Exercise brief — Start at the line in the entries below that contains "# rows come back like column 78, row 463", stop at the line that contains "# rows come back like column 252, row 697", and output exactly the lines in that span, both ends included.

Extracted records —
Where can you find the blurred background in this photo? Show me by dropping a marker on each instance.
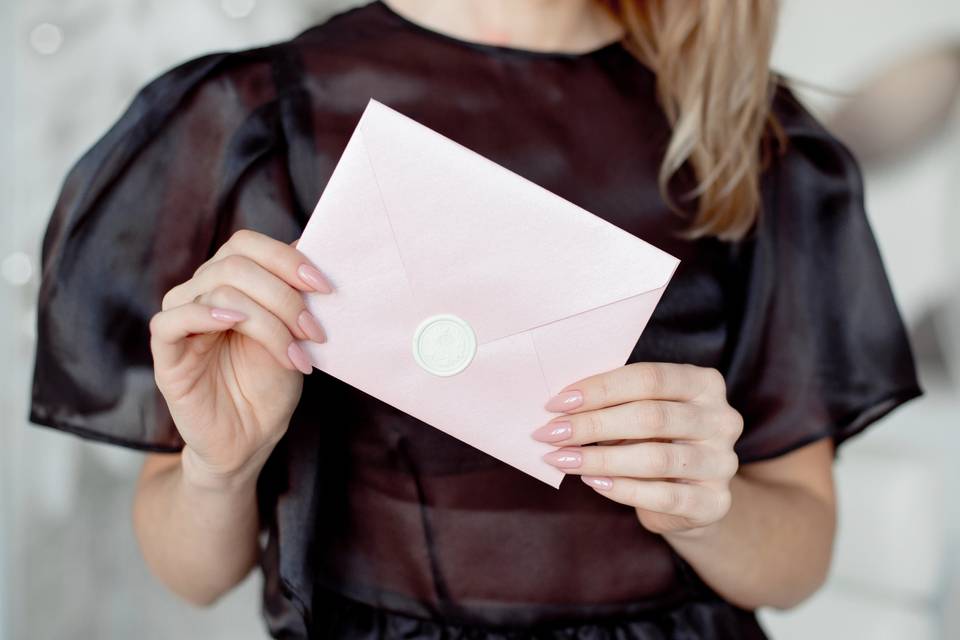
(883, 74)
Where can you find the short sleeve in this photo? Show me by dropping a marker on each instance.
(821, 349)
(195, 155)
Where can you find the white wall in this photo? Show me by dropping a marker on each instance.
(55, 487)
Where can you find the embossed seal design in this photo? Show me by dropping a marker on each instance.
(444, 344)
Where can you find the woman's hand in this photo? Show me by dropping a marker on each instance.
(225, 356)
(664, 437)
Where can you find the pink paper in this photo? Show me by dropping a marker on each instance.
(413, 225)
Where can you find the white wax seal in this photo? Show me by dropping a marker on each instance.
(444, 344)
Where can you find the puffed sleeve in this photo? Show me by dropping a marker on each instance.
(195, 155)
(821, 349)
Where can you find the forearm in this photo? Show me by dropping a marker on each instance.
(773, 547)
(198, 540)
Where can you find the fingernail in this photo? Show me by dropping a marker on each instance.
(299, 358)
(565, 401)
(227, 315)
(598, 482)
(311, 327)
(313, 278)
(564, 458)
(553, 432)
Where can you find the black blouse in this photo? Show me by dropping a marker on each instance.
(377, 525)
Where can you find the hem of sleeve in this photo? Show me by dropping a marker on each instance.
(855, 422)
(40, 415)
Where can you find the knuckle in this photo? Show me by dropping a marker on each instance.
(153, 324)
(714, 380)
(732, 424)
(604, 460)
(657, 418)
(722, 501)
(729, 464)
(606, 389)
(234, 265)
(652, 378)
(660, 460)
(591, 426)
(224, 295)
(291, 300)
(240, 237)
(671, 500)
(165, 300)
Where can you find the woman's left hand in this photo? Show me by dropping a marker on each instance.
(663, 434)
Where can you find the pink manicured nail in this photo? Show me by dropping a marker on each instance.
(564, 458)
(299, 358)
(311, 327)
(565, 401)
(227, 315)
(313, 278)
(598, 482)
(553, 432)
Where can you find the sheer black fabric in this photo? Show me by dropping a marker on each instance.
(376, 524)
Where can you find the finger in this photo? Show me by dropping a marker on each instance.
(696, 502)
(644, 419)
(280, 258)
(269, 291)
(637, 381)
(679, 460)
(261, 326)
(169, 328)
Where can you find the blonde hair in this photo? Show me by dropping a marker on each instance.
(712, 61)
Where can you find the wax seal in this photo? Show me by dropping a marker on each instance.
(444, 344)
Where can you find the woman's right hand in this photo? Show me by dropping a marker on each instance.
(225, 356)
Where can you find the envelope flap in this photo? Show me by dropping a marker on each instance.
(491, 246)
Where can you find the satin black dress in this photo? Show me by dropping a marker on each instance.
(375, 524)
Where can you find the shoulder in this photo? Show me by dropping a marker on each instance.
(255, 75)
(808, 142)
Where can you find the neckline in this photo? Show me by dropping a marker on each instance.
(496, 48)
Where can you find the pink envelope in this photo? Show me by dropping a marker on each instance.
(466, 295)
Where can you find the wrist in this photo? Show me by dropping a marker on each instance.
(198, 475)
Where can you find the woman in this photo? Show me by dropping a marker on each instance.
(171, 304)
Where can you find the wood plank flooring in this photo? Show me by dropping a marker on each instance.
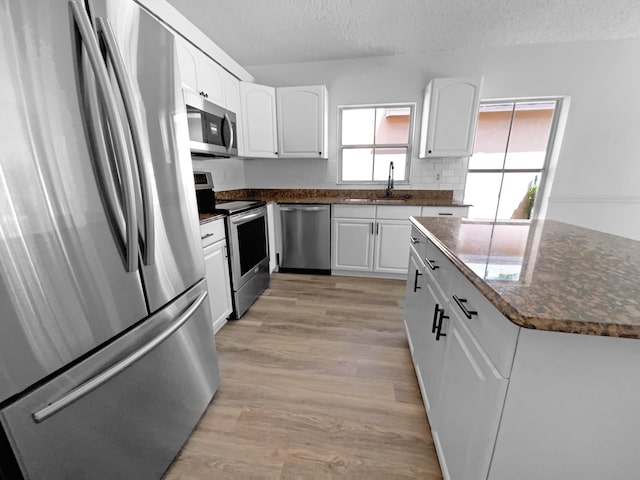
(317, 382)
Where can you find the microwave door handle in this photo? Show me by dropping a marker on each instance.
(231, 134)
(141, 148)
(90, 42)
(90, 385)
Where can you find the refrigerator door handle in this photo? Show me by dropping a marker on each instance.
(90, 43)
(142, 151)
(103, 377)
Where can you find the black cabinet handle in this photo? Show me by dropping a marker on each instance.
(439, 326)
(461, 303)
(415, 281)
(435, 318)
(431, 265)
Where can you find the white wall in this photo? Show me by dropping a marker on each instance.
(598, 166)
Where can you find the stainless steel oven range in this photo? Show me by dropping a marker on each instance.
(246, 225)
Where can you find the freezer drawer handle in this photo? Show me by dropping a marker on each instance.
(116, 128)
(90, 385)
(143, 155)
(461, 303)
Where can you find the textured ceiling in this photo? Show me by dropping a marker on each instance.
(259, 32)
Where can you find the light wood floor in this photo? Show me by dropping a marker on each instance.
(317, 382)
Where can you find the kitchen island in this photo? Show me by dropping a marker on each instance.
(524, 341)
(344, 196)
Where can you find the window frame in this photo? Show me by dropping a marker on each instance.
(544, 170)
(408, 145)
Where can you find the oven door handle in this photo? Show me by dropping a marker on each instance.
(244, 218)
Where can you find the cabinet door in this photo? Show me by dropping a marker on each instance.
(258, 104)
(392, 248)
(450, 117)
(352, 247)
(421, 312)
(187, 62)
(301, 119)
(211, 80)
(471, 401)
(218, 282)
(431, 358)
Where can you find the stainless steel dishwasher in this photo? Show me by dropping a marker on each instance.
(306, 238)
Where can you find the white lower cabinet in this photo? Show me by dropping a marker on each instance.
(217, 272)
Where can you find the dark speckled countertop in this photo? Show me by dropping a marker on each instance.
(547, 275)
(343, 196)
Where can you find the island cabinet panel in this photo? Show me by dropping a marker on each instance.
(571, 409)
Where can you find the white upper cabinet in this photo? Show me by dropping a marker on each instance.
(450, 117)
(302, 121)
(201, 74)
(258, 103)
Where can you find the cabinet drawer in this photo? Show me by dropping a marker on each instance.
(354, 211)
(444, 211)
(496, 334)
(212, 232)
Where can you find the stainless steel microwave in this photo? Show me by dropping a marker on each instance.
(212, 129)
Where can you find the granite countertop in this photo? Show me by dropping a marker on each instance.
(343, 196)
(547, 275)
(209, 217)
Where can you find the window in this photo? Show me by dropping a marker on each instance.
(509, 158)
(371, 138)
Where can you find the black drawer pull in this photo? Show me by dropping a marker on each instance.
(430, 263)
(461, 301)
(415, 281)
(439, 327)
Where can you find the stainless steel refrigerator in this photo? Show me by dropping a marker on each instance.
(107, 354)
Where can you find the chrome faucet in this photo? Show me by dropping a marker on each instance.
(387, 192)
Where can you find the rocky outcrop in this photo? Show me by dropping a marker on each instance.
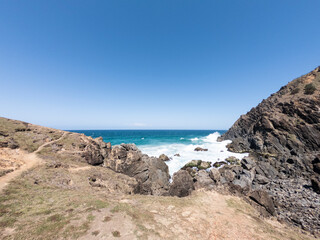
(164, 157)
(282, 135)
(199, 149)
(96, 151)
(151, 173)
(182, 184)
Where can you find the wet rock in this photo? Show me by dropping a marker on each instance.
(182, 184)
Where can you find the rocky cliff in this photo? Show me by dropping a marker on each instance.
(282, 135)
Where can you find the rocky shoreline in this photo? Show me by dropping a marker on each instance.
(280, 176)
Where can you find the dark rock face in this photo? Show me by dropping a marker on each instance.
(282, 135)
(151, 173)
(182, 184)
(262, 198)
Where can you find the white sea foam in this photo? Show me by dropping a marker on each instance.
(217, 151)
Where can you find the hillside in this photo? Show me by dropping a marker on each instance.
(62, 185)
(282, 135)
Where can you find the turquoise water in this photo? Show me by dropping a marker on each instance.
(148, 137)
(171, 142)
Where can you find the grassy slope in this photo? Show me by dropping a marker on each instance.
(55, 200)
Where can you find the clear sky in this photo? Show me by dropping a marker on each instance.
(160, 64)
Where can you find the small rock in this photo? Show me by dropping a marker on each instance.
(204, 165)
(219, 164)
(193, 163)
(233, 160)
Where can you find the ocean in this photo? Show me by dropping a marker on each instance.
(171, 142)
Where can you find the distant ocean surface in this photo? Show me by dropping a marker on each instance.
(170, 142)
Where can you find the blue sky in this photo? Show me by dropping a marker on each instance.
(132, 64)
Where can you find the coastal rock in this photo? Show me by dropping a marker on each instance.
(203, 181)
(215, 175)
(96, 151)
(151, 173)
(204, 165)
(219, 164)
(199, 164)
(282, 135)
(193, 163)
(233, 160)
(262, 197)
(197, 149)
(164, 157)
(182, 184)
(315, 183)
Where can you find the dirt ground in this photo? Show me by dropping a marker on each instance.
(38, 202)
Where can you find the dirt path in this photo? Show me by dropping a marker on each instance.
(48, 143)
(24, 159)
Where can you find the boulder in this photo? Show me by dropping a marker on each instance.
(197, 149)
(233, 160)
(203, 181)
(215, 175)
(247, 163)
(182, 184)
(204, 165)
(151, 173)
(164, 157)
(199, 164)
(262, 198)
(315, 184)
(219, 164)
(193, 163)
(227, 175)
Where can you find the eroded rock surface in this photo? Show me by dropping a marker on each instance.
(282, 135)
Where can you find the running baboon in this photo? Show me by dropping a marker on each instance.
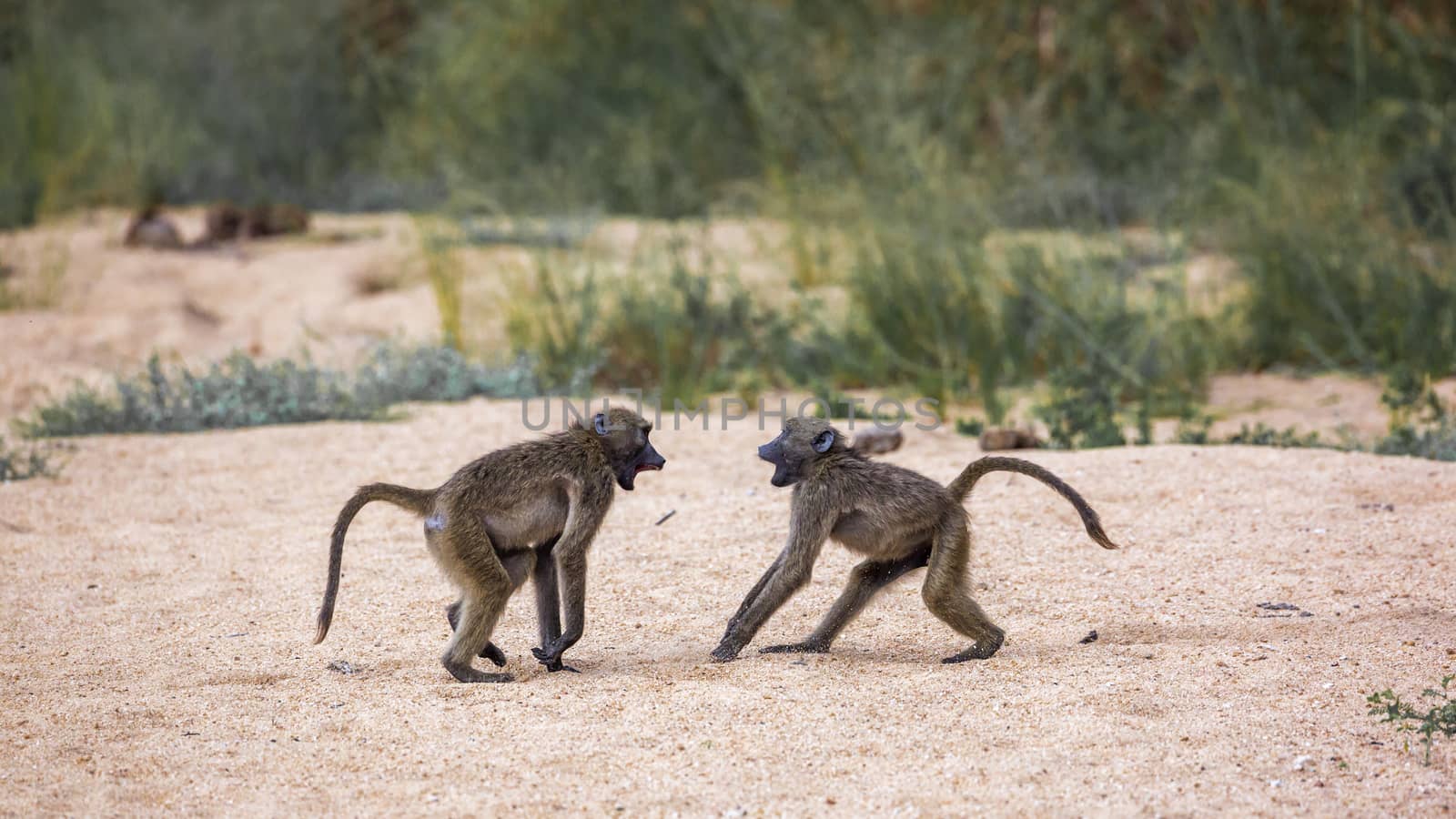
(902, 521)
(531, 509)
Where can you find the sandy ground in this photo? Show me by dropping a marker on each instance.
(157, 608)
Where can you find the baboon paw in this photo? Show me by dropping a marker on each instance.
(982, 651)
(795, 649)
(551, 661)
(494, 653)
(466, 673)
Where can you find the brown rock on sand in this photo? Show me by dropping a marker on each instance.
(877, 440)
(150, 229)
(157, 599)
(994, 440)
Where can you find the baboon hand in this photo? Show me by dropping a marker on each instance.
(494, 653)
(807, 647)
(552, 661)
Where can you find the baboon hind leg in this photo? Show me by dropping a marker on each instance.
(517, 566)
(864, 583)
(485, 586)
(548, 601)
(945, 592)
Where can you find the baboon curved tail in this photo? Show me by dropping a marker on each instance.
(405, 497)
(961, 487)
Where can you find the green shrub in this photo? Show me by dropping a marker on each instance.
(1420, 423)
(393, 373)
(970, 426)
(1261, 435)
(26, 460)
(244, 392)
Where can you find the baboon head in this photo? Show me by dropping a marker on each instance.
(798, 446)
(623, 438)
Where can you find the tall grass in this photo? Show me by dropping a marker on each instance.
(1314, 145)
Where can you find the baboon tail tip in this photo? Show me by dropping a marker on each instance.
(1099, 537)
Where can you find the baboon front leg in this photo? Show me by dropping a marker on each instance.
(786, 576)
(517, 566)
(864, 583)
(491, 651)
(945, 595)
(548, 601)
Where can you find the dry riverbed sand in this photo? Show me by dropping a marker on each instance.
(157, 608)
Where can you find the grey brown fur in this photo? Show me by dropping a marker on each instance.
(528, 511)
(899, 519)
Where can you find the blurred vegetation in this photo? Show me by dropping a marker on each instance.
(917, 152)
(244, 392)
(28, 460)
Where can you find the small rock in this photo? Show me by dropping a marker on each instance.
(994, 440)
(877, 440)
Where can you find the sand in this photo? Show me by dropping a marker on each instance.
(157, 610)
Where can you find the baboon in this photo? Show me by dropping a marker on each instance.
(531, 509)
(902, 521)
(226, 222)
(150, 229)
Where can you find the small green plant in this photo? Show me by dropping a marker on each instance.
(1263, 435)
(1194, 429)
(439, 242)
(1420, 423)
(395, 372)
(555, 317)
(1439, 719)
(26, 460)
(970, 426)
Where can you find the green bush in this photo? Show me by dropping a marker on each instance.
(26, 460)
(244, 392)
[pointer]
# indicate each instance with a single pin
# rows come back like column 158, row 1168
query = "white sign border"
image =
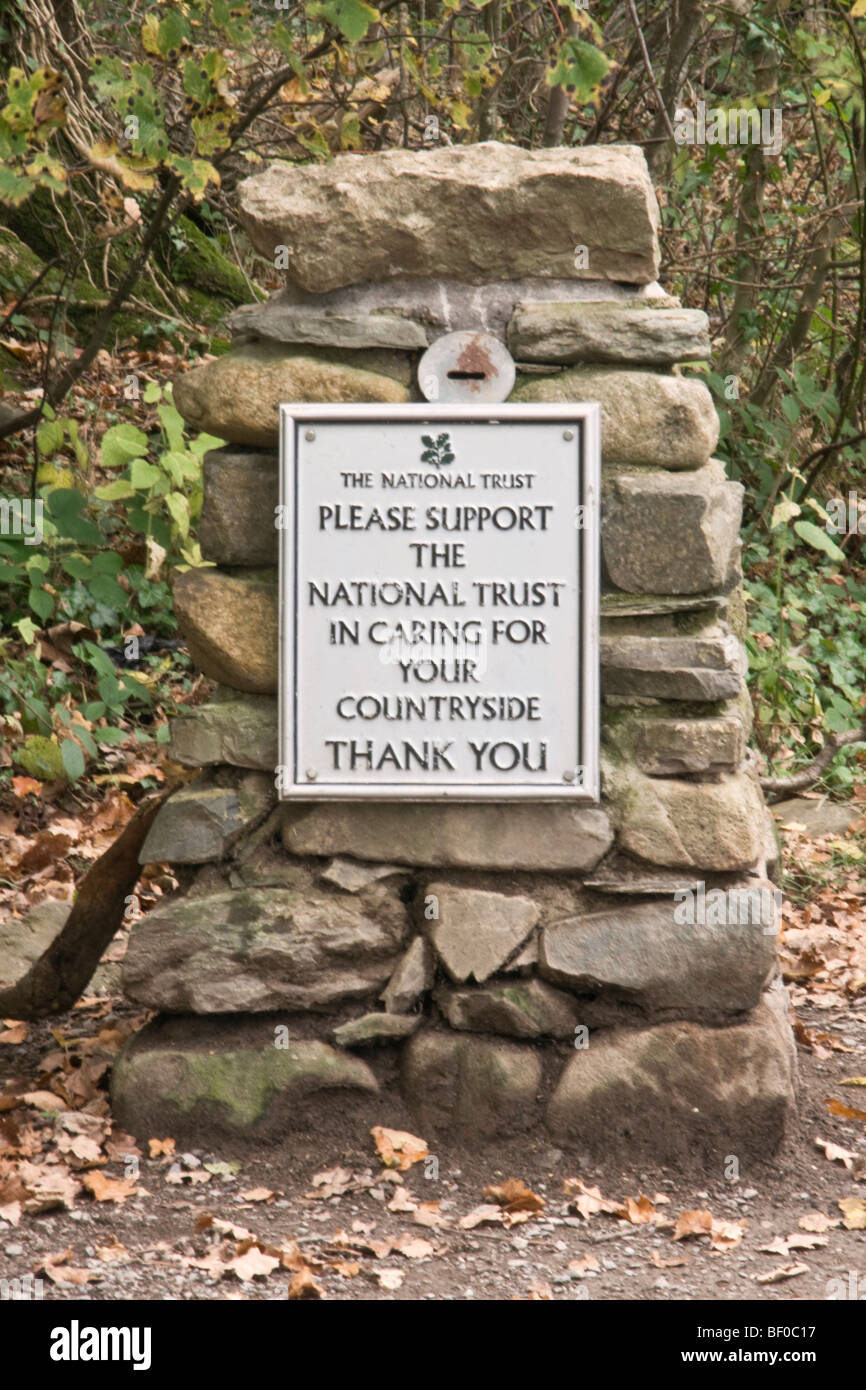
column 584, row 413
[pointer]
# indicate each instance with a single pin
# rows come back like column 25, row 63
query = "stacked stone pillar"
column 605, row 973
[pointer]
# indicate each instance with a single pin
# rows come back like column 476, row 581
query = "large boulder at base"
column 238, row 396
column 476, row 1086
column 681, row 1091
column 253, row 950
column 647, row 419
column 458, row 210
column 231, row 626
column 231, row 1079
column 541, row 837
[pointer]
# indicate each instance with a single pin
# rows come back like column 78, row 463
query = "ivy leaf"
column 819, row 540
column 121, row 444
column 143, row 474
column 580, row 68
column 350, row 17
column 72, row 759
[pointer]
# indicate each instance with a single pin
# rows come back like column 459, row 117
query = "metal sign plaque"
column 438, row 597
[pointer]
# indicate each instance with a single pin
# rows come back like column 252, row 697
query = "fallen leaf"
column 428, row 1214
column 487, row 1214
column 114, row 1253
column 252, row 1264
column 398, row 1148
column 587, row 1201
column 402, row 1201
column 516, row 1197
column 25, row 787
column 43, row 1100
column 305, row 1285
column 637, row 1212
column 160, row 1147
column 109, row 1189
column 692, row 1223
column 540, row 1293
column 47, row 1186
column 724, row 1235
column 837, row 1154
column 818, row 1222
column 14, row 1033
column 776, row 1276
column 854, row 1212
column 414, row 1247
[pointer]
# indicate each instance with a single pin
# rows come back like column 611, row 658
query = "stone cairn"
column 576, row 973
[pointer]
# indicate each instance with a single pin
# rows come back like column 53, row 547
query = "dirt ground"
column 88, row 1215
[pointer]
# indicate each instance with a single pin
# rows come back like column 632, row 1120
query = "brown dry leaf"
column 225, row 1228
column 14, row 1033
column 25, row 787
column 334, row 1182
column 779, row 1246
column 540, row 1293
column 47, row 1186
column 43, row 1100
column 116, row 1253
column 854, row 1212
column 10, row 1212
column 402, row 1201
column 110, row 1189
column 516, row 1197
column 667, row 1261
column 305, row 1285
column 398, row 1148
column 428, row 1214
column 160, row 1147
column 692, row 1223
column 68, row 1273
column 776, row 1276
column 413, row 1247
column 818, row 1222
column 483, row 1215
column 638, row 1212
column 837, row 1154
column 726, row 1235
column 587, row 1201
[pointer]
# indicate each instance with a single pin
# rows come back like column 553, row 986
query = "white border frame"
column 585, row 413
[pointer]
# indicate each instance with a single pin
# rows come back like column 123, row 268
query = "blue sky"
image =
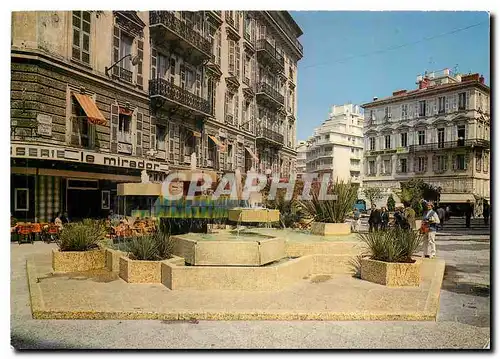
column 331, row 36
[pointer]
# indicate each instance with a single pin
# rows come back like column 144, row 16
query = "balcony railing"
column 164, row 88
column 270, row 135
column 450, row 144
column 122, row 74
column 182, row 30
column 264, row 88
column 265, row 46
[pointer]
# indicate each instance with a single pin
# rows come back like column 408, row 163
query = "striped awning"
column 93, row 114
column 249, row 150
column 456, row 198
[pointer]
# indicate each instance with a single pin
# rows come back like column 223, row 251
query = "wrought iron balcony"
column 268, row 52
column 122, row 74
column 265, row 90
column 165, row 26
column 160, row 88
column 450, row 145
column 265, row 134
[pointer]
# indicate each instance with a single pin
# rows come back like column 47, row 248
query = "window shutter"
column 116, row 49
column 140, row 55
column 114, row 128
column 238, row 60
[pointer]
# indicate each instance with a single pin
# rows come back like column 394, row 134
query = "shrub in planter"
column 390, row 259
column 78, row 247
column 330, row 215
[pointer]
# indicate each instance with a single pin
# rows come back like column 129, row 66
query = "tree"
column 391, row 203
column 373, row 194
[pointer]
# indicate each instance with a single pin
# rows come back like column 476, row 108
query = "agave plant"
column 331, row 211
column 393, row 245
column 81, row 236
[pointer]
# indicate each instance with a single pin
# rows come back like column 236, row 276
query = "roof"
column 425, row 92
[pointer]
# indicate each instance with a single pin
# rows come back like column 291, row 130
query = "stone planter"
column 78, row 261
column 391, row 274
column 330, row 229
column 134, row 271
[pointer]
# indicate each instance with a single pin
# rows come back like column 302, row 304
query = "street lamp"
column 133, row 58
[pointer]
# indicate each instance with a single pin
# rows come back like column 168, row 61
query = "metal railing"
column 165, row 88
column 264, row 45
column 267, row 89
column 182, row 30
column 450, row 144
column 270, row 134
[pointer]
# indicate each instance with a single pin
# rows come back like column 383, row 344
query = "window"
column 81, row 36
column 421, row 108
column 372, row 143
column 460, row 163
column 461, row 101
column 441, row 102
column 404, row 111
column 421, row 137
column 440, row 137
column 387, row 141
column 441, row 163
column 160, row 137
column 403, row 165
column 404, row 139
column 371, row 168
column 421, row 164
column 21, row 199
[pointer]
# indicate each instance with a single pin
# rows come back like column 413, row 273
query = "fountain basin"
column 228, row 249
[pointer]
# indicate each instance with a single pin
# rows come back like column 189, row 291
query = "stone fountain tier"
column 226, row 249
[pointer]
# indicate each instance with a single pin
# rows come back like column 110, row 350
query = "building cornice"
column 426, row 92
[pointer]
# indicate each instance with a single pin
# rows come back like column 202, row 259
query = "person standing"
column 384, row 219
column 357, row 219
column 430, row 221
column 486, row 212
column 442, row 216
column 469, row 209
column 374, row 219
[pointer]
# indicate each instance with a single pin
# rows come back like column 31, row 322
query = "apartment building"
column 337, row 145
column 439, row 132
column 99, row 96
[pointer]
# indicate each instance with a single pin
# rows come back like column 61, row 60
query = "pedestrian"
column 374, row 219
column 430, row 222
column 469, row 209
column 410, row 216
column 357, row 219
column 442, row 216
column 486, row 212
column 384, row 219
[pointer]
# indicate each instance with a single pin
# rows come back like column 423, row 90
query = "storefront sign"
column 44, row 125
column 82, row 156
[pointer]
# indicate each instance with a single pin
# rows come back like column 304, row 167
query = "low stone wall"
column 78, row 261
column 272, row 277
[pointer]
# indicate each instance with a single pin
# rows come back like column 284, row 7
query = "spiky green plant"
column 393, row 245
column 81, row 236
column 331, row 211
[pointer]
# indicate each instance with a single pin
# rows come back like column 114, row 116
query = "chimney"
column 472, row 77
column 399, row 92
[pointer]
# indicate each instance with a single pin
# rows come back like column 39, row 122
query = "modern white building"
column 337, row 145
column 439, row 132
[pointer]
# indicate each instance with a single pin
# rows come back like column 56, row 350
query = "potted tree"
column 330, row 215
column 390, row 261
column 79, row 247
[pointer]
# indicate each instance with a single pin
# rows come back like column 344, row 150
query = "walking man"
column 431, row 221
column 469, row 209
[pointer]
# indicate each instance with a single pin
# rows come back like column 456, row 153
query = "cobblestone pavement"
column 463, row 320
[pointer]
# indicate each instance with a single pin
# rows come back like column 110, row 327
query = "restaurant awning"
column 249, row 150
column 456, row 198
column 93, row 114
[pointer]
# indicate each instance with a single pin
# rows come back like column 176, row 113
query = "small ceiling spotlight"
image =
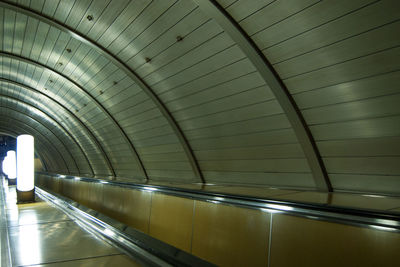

Exercise solution —
# rows come back like column 78, row 463
query = "ivy leaf"
column 819, row 540
column 121, row 444
column 143, row 474
column 580, row 68
column 350, row 17
column 72, row 759
[pointer]
# indicate each instance with a single pin
# rows come back like column 459, row 117
query = "metal sign plaque"
column 438, row 597
[pointer]
# indicate each instance with a single pin
# rows come back like column 252, row 697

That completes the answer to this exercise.